Exercise prompt
The exercise asks for every line of the data to be reproduced exactly.

____

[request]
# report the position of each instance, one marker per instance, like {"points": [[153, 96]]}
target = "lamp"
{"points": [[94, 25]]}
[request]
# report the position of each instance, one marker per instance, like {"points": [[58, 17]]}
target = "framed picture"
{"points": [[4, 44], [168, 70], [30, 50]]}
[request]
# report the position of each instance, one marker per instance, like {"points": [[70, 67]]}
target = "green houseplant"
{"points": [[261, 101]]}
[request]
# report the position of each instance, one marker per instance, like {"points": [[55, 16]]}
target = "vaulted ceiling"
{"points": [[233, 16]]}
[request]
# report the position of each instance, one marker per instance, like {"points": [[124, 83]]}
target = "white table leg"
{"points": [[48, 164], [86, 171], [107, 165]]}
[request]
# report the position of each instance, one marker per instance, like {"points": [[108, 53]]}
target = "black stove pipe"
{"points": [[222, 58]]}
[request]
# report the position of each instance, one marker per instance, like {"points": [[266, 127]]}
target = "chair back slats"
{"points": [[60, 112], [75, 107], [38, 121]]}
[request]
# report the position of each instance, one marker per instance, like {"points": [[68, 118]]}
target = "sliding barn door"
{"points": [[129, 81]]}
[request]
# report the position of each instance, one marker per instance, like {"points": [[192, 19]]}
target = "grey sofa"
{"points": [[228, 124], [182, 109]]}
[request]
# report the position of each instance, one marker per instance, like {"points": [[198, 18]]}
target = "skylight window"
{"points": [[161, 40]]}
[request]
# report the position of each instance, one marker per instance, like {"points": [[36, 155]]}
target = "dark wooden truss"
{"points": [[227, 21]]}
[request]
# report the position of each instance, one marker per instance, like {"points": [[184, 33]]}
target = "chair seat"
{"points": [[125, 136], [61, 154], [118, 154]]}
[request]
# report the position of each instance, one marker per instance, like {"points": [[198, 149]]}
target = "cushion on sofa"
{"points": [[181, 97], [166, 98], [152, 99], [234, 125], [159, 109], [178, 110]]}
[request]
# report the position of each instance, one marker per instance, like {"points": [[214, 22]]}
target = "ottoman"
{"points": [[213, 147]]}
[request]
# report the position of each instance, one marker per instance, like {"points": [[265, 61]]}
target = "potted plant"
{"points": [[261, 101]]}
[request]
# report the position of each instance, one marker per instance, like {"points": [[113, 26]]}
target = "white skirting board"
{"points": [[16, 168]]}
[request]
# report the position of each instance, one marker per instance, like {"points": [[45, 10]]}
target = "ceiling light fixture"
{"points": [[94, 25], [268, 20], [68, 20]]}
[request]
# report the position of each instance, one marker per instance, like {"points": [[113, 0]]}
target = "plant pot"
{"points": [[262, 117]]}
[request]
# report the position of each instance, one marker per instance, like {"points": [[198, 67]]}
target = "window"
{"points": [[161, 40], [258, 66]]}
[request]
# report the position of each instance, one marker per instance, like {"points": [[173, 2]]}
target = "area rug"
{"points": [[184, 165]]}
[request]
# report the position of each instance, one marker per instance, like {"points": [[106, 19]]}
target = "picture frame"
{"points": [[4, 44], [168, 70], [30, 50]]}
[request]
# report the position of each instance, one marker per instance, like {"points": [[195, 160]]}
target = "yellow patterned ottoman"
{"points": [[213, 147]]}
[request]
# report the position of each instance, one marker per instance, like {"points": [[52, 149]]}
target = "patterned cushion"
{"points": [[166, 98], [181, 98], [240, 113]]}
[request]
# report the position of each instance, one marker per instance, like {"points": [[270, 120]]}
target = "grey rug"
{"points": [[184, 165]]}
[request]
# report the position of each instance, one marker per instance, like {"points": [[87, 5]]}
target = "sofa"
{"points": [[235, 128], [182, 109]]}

____

Task answer
[request]
# report the position of each instance, one marker per instance, like {"points": [[153, 96]]}
target = "lamp"
{"points": [[94, 25]]}
[request]
# report the position of each instance, one marker per instance, like {"points": [[58, 17]]}
target = "framed picture"
{"points": [[4, 44], [168, 70], [30, 50]]}
[request]
# report the position of each instance, one marker per instance, like {"points": [[70, 67]]}
target = "green houseplant"
{"points": [[261, 101]]}
[request]
# report the position of each instance, one marker per instance, like {"points": [[55, 16]]}
target = "vaulted ceiling"
{"points": [[233, 16]]}
[request]
# report the position of each instance, one marker per instance, like {"points": [[124, 83]]}
target = "white table leg"
{"points": [[48, 164], [86, 171], [107, 165]]}
[request]
# report the position of each instance, one marker per instance, like {"points": [[108, 53]]}
target = "black stove pipe"
{"points": [[222, 58]]}
[request]
# report the position of each instance, one marker per instance, like {"points": [[266, 127]]}
target = "chair back slats"
{"points": [[60, 112], [75, 107], [38, 121]]}
[request]
# report the position of each instance, one marker per instance, like {"points": [[68, 118]]}
target = "sliding barn door"
{"points": [[129, 81]]}
[request]
# report the position of each instance, one marker per instance, like {"points": [[192, 19]]}
target = "grey sofa"
{"points": [[228, 124], [182, 109]]}
[request]
# report the position of each instance, one marker per instance, like {"points": [[198, 18]]}
target = "skylight window"
{"points": [[161, 40]]}
[request]
# report the position of each instance, one marker per instance, like {"points": [[36, 155]]}
target = "dark wooden truss"
{"points": [[227, 21]]}
[request]
# report the position of each instance, one marker per instance, like {"points": [[184, 33]]}
target = "chair seat"
{"points": [[125, 136], [61, 154], [118, 154]]}
[request]
# report the position of each instance, one marker per instance, like {"points": [[198, 149]]}
target = "cushion on sofa"
{"points": [[181, 97], [166, 98], [152, 99], [234, 125], [159, 109], [178, 110]]}
[request]
# report the position of each instance, one marker per instance, like {"points": [[214, 22]]}
target = "ottoman"
{"points": [[213, 147]]}
[request]
# report the position of each instance, one marker per instance, like {"points": [[265, 61]]}
target = "potted plant"
{"points": [[261, 101]]}
[request]
# report the position of each instance, one marker per instance, like {"points": [[113, 26]]}
target = "white skirting board"
{"points": [[16, 168]]}
[request]
# report the position of each instance, one marker per instance, like {"points": [[45, 10]]}
target = "ceiling light fixture"
{"points": [[94, 25], [268, 20], [68, 20]]}
[request]
# report the position of each instance, one marker per instance, like {"points": [[113, 0]]}
target = "plant pot"
{"points": [[262, 117]]}
[request]
# report the position of each instance, one marker per instance, like {"points": [[198, 67]]}
target = "window"
{"points": [[161, 40], [258, 66]]}
[request]
# report the position of each instance, one marker per instance, like {"points": [[173, 2]]}
target = "area rug"
{"points": [[184, 165]]}
[request]
# report the position of each instance, one marker per instance, like {"points": [[106, 19]]}
target = "picture frame"
{"points": [[4, 44], [168, 70], [30, 50]]}
[request]
# report the position of each instance, one marker per instance, like {"points": [[195, 160]]}
target = "yellow patterned ottoman"
{"points": [[213, 147]]}
[request]
# report the position of each instance, one marker per instance, like {"points": [[52, 149]]}
target = "patterned cushion"
{"points": [[166, 98], [181, 98], [240, 113]]}
[request]
# report the position of each instance, one marker per instance, like {"points": [[270, 120]]}
target = "grey rug"
{"points": [[184, 165]]}
[request]
# report the position of each instance, one marker per instance, like {"points": [[87, 5]]}
target = "sofa"
{"points": [[235, 128], [182, 109]]}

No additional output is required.